Reform Scotland News: 17 January 2012


Reform Scotland

Daily Political Newspaper Summary: 17 January 2012

All newspaper references refer to Scottish editions. Where there is a link to a newspaper’s website, the relevant page reference is highlighted and underlined.

In addition to the newspaper stories outlined below, further news coverage can be found online at BBC News Scotland, STV News and Sky News

Reform Scotland

Ben Thomson: Reform Scotland’s Ben Thomson comments that devolution plus is a viable third option between independence and the status quo. This would give the Scottish Parliament the ability to raise what it spends increasing the financial accountability of the Scottish Parliament. (Ben Thomson in the Scotsman, Letters in the Herald)


Independence referendum: Advocate General Lord Wallace said that any referendum organised without a temporary transfer of powers to Holyrood would be undemocratic and illegal, a statement that indicates that he would go to the Supreme Court to try and stop the poll should they do so without authorisation. Alex Salmond has asserted that he does not need authorisation from Westminster to hold the poll and has asked for a summit with Prime Minister David Cameron. In a recent poll conducted by YouGov, researchers found that 58 per cent of those interviewed support devo-max but only 39 per cent back a split with the UK. The poll also showed increased support for the SNP, while Labour and Lib Dems suffered losses in the poll. (The Scotsman page 1, Joan McApline in the Scotsman page 25, Gavin McCrone in the Scotsman page 28, Tom Nairn in the Scotsman page 29, The Herald page 1, the Herald page 6, Alan Cochrane in The Daily Telegraph page 2, Financial Times page 4, Michael Moore in the The Press and Journal page 6, Alex Salmond in the The Press and Journal page 7, The Courier and Advertiser page 11, The Times page 6)

Business leaders: Business leaders indicated that the referendum should be held early next year to minimize the negative impact on business and investment that a continued constitutional crisis would have. Barclays Wealth joined the call for a quick referendum to avoid financial uncertainty. (The Scotsman page 1, The Herald page 6, The Daily Telegraph page 1, The Press and Journal page 6, The Courier and Advertiser page 11, Daily Mail page 4, The Times page 6)

Public sector reforms: Local Government minister Derek Mackay has said that reforms of the public sector will accelerate after May’s elections. (The Herald page 6)


RBS aviation: RBS sold its aircraft-leasing business to one of Japan’s biggest banks for £4.8 billion as part of an effort to sell off non-core assets. (The Scotsman page 1, The Herald page 24, Financial Times page 1)

Public sector jobs: The TUC has said that more than 70,000 Scottish public sector jobs are under threat from proposed UK government budget cuts to be implemented over the next five years. Scotland is amongst the hardest hit regions with 2.8% of jobs expected to be lost by 2017. (The Scotsman page 13, Daily Record page 2,)

What you will do
Pull from the Reform Scotland news summary the passage running from "Public sector jobs: The" up to and including "Record page 2,)", copied word for word.

Information

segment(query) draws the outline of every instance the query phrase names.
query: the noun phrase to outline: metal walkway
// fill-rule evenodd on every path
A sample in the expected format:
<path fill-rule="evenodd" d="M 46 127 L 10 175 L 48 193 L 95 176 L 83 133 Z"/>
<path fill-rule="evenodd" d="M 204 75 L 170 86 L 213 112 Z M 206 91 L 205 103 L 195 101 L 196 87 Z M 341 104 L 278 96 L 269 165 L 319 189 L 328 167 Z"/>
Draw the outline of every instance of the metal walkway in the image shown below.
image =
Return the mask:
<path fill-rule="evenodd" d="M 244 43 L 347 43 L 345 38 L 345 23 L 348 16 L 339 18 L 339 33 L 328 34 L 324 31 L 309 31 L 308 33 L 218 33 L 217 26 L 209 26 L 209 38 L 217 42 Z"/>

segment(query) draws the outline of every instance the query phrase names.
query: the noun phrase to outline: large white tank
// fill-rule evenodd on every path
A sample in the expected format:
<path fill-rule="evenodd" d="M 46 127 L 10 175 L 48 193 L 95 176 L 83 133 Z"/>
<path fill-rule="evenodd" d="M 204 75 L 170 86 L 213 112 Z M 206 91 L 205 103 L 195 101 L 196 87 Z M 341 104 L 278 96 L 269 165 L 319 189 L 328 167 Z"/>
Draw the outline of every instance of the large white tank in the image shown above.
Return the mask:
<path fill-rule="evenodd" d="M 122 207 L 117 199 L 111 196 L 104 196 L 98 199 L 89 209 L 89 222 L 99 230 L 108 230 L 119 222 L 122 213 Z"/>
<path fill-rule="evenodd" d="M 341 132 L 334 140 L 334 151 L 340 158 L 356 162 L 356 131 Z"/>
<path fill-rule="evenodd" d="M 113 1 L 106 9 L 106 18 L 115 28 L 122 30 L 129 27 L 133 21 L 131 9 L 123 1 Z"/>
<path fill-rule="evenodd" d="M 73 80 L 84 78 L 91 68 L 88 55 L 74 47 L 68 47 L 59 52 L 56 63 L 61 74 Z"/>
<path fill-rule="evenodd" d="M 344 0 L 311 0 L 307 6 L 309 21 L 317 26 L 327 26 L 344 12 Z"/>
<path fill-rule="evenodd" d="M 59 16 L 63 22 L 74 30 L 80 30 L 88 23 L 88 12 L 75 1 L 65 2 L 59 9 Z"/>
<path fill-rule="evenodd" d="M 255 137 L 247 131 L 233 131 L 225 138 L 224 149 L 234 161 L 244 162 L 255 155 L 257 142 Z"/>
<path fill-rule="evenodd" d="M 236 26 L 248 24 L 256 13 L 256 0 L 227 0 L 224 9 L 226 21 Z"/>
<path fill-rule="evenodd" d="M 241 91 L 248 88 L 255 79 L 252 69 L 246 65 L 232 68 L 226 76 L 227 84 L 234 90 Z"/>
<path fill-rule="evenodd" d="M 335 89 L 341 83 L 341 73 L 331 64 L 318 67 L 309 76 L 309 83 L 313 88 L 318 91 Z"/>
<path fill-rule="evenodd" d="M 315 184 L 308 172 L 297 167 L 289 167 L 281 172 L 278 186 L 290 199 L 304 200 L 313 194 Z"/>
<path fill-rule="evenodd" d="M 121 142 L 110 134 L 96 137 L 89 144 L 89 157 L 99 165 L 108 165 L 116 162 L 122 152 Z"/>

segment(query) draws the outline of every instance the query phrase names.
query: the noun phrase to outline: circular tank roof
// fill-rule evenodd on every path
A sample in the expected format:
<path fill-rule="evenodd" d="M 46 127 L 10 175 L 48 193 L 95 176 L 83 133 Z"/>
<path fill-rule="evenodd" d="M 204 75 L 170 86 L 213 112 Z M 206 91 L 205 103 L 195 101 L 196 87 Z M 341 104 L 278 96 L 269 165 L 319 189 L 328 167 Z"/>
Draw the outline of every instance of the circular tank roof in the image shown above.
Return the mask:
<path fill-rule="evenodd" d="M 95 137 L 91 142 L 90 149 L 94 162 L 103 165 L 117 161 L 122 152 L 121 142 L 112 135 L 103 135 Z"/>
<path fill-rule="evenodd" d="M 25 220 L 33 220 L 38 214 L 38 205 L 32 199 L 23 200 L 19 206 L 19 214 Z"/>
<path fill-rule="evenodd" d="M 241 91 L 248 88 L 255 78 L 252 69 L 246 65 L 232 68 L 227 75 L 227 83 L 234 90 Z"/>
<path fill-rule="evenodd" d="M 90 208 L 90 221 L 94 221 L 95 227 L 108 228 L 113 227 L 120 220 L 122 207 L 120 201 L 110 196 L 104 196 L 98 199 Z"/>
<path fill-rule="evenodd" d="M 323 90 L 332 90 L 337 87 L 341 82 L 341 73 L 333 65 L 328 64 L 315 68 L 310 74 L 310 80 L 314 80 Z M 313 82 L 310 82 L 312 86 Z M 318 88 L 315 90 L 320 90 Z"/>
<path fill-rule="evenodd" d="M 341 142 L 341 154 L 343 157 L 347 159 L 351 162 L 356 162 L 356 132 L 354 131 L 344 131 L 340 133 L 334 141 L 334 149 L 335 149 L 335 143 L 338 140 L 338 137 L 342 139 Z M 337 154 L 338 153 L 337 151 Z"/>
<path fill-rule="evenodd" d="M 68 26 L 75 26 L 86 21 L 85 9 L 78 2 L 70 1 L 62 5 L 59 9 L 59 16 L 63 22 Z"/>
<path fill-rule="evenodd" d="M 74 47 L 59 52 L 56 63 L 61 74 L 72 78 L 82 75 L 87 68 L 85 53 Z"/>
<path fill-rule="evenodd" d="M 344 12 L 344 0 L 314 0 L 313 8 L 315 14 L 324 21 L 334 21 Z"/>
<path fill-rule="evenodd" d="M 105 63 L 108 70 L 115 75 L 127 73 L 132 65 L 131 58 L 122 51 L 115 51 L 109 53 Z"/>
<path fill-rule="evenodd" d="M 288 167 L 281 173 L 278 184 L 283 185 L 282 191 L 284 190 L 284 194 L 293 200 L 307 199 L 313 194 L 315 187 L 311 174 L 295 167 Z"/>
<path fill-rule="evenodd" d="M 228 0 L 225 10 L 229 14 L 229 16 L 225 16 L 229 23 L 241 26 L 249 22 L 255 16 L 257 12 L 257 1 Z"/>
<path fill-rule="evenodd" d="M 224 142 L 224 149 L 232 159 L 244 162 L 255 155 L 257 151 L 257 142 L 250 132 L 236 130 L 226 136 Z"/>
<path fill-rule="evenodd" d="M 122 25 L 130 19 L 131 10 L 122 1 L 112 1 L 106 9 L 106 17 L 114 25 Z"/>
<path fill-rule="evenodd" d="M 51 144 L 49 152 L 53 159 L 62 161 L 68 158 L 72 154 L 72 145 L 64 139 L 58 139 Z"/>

---

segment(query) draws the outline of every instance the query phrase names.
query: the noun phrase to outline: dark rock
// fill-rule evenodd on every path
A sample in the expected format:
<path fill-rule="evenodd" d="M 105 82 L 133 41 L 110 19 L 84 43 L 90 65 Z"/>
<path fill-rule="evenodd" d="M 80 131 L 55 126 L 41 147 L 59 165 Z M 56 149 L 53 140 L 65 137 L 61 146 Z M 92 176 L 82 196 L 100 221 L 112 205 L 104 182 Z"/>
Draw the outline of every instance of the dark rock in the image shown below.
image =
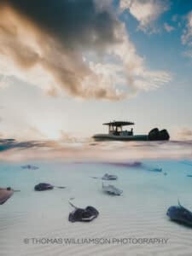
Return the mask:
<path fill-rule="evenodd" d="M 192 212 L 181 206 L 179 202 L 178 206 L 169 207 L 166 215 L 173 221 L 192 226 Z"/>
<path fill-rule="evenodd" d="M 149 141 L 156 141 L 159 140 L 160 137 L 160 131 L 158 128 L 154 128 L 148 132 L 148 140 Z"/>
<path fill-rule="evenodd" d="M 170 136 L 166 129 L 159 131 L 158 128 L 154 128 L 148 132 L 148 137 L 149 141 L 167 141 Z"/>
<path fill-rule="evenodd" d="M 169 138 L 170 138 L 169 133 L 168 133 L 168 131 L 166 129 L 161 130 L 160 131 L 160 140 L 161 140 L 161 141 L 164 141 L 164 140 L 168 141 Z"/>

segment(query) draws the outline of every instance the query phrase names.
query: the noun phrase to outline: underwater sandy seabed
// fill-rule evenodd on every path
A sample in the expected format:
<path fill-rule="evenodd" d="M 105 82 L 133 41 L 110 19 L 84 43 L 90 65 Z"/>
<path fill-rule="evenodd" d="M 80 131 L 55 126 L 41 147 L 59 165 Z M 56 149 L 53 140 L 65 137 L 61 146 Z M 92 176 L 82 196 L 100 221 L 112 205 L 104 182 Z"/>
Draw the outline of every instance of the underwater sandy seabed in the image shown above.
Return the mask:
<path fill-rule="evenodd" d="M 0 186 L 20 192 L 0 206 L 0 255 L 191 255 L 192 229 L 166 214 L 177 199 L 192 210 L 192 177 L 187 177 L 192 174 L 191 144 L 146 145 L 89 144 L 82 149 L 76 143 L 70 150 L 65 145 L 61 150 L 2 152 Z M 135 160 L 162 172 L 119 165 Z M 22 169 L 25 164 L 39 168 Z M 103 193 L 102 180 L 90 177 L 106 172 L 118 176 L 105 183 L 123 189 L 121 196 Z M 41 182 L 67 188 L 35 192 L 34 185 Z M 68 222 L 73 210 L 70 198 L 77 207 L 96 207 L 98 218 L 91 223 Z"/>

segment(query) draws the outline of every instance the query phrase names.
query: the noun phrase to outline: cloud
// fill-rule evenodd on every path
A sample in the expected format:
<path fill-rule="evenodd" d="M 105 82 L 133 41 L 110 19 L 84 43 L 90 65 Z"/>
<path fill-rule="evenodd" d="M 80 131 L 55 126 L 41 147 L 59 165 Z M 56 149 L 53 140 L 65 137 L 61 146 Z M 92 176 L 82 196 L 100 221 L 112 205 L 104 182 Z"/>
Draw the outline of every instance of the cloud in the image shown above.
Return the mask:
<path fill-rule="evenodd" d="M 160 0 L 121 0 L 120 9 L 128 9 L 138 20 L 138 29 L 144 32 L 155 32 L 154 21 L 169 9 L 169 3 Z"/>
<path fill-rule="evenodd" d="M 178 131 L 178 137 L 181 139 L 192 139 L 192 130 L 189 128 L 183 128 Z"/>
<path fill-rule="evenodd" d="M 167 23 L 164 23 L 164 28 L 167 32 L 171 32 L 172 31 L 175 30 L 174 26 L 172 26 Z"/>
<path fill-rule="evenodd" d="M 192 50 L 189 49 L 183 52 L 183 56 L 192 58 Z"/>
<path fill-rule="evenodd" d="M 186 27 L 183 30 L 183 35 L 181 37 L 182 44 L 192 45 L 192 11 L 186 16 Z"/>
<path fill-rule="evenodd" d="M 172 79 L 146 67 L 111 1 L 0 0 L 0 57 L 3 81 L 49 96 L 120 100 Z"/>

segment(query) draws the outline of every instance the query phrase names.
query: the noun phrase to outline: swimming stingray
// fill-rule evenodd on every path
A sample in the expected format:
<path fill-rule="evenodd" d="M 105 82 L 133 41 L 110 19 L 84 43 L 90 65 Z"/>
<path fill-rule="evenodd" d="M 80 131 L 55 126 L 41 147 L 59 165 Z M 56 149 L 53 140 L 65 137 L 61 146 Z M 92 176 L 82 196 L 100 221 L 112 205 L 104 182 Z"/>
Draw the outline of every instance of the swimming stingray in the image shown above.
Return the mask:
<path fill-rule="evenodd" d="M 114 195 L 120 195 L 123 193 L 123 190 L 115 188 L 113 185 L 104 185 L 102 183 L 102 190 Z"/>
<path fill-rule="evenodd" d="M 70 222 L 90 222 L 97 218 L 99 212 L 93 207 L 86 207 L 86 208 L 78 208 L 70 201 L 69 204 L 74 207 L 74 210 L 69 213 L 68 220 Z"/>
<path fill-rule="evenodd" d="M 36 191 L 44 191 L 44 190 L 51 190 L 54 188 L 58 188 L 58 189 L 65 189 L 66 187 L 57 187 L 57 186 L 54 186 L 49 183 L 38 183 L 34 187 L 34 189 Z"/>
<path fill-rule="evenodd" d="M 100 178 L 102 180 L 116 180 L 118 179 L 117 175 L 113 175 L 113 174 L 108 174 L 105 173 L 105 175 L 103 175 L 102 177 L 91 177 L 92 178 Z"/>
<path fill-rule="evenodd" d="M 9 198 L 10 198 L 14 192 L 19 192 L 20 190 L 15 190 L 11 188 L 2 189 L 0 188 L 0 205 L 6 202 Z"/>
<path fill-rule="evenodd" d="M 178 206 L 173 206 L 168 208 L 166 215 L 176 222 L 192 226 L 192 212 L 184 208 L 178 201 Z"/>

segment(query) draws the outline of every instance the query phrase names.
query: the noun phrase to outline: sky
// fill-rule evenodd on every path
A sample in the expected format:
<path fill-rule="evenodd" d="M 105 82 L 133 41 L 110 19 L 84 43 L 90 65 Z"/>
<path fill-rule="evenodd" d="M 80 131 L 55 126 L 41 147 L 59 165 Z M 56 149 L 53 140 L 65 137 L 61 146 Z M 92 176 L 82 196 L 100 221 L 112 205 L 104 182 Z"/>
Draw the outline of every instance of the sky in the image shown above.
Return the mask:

==

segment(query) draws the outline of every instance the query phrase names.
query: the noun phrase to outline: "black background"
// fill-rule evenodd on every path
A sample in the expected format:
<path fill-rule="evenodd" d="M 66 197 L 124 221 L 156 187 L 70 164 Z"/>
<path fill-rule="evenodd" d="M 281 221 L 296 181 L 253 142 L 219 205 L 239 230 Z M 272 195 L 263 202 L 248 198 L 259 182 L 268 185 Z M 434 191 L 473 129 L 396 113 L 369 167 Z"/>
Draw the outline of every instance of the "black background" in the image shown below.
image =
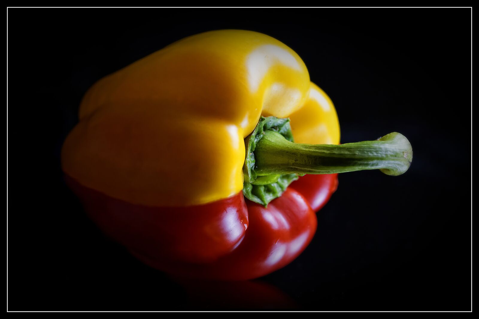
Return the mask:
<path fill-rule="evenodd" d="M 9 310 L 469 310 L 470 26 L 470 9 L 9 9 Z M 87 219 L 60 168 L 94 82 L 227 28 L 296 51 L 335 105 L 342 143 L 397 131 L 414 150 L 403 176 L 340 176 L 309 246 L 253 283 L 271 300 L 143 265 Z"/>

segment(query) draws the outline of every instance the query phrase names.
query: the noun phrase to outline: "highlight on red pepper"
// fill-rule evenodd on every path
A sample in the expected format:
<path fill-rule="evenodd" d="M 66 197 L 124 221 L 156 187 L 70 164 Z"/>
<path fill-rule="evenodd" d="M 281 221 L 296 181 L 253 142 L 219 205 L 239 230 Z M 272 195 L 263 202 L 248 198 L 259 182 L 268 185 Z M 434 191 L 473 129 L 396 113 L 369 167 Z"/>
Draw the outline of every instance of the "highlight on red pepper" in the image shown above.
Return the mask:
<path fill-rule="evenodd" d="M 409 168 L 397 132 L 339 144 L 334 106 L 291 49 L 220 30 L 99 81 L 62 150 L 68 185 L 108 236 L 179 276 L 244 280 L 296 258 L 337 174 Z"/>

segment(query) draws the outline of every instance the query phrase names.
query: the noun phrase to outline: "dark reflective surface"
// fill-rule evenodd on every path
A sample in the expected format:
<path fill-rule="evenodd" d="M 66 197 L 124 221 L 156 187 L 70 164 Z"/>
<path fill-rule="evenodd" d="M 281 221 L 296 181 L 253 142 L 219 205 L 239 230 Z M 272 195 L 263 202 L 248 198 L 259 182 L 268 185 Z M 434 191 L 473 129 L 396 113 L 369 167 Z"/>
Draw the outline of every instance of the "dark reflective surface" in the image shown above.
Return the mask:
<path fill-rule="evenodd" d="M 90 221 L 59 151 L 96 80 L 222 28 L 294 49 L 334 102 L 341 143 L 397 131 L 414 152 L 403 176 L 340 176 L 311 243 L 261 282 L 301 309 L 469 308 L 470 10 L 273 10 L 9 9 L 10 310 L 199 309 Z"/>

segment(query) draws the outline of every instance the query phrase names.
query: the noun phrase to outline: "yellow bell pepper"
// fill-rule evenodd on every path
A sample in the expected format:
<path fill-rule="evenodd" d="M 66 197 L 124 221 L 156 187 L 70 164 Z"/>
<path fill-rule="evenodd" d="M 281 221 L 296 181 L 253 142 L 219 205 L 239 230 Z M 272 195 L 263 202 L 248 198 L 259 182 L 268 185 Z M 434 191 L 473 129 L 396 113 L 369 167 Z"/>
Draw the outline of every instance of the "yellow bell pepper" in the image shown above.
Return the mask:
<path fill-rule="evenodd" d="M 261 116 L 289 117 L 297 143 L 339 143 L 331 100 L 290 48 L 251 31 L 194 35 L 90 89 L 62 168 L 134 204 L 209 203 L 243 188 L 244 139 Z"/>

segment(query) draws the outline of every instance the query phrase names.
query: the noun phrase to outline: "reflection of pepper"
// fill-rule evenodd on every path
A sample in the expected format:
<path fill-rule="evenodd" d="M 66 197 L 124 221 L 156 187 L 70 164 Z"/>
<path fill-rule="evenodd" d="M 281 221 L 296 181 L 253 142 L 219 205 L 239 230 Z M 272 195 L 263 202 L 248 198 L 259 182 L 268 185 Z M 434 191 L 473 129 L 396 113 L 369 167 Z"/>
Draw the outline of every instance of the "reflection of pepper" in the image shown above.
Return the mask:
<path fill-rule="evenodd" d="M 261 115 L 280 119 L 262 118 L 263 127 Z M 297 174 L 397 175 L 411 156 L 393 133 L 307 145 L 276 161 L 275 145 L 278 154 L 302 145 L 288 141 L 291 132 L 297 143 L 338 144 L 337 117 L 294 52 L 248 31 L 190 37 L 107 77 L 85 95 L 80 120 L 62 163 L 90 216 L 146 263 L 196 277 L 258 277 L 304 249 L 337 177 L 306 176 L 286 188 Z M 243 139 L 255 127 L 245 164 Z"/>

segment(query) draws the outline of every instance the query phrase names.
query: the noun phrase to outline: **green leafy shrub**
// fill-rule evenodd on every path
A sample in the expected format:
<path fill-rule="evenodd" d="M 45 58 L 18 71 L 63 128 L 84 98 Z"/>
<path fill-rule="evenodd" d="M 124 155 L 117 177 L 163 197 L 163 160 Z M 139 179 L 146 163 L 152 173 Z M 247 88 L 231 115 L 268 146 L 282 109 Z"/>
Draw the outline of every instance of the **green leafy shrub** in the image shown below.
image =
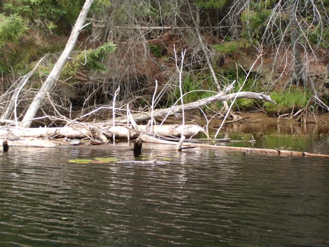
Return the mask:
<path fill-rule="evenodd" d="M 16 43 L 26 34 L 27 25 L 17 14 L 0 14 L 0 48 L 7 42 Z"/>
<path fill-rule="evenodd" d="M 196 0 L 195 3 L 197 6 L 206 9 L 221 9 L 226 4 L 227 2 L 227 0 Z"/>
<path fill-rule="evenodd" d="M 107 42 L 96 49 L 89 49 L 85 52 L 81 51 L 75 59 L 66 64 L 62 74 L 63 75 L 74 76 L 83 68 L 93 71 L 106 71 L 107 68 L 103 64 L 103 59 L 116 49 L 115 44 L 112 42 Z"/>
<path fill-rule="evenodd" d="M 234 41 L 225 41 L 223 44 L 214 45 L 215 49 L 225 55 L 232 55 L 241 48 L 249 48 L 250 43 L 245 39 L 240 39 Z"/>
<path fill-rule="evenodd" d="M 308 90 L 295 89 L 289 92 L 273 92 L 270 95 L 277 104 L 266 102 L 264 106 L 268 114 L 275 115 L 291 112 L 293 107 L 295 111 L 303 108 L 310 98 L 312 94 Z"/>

Result of the task
Public sector jobs: The TUC has said that more than 70,000 Scottish public sector jobs are under threat from proposed UK government budget cuts to be implemented over the next five years. Scotland is amongst the hardest hit regions with 2.8% of jobs expected to be lost by 2017. (The Scotsman page 13, Daily Record page 2,)